## Your task
Every entry, from the first line to the last, should be output exactly.

Dataset entries
_ _ _

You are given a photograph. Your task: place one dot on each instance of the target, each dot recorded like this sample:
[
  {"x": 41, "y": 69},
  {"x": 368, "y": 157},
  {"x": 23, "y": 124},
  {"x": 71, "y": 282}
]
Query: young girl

_ _ _

## Response area
You are given a photograph. Your task: place one dot on each instance of the target, each dot recorded like this sample:
[
  {"x": 41, "y": 69},
  {"x": 368, "y": 157},
  {"x": 23, "y": 124},
  {"x": 71, "y": 282}
]
Query: young girl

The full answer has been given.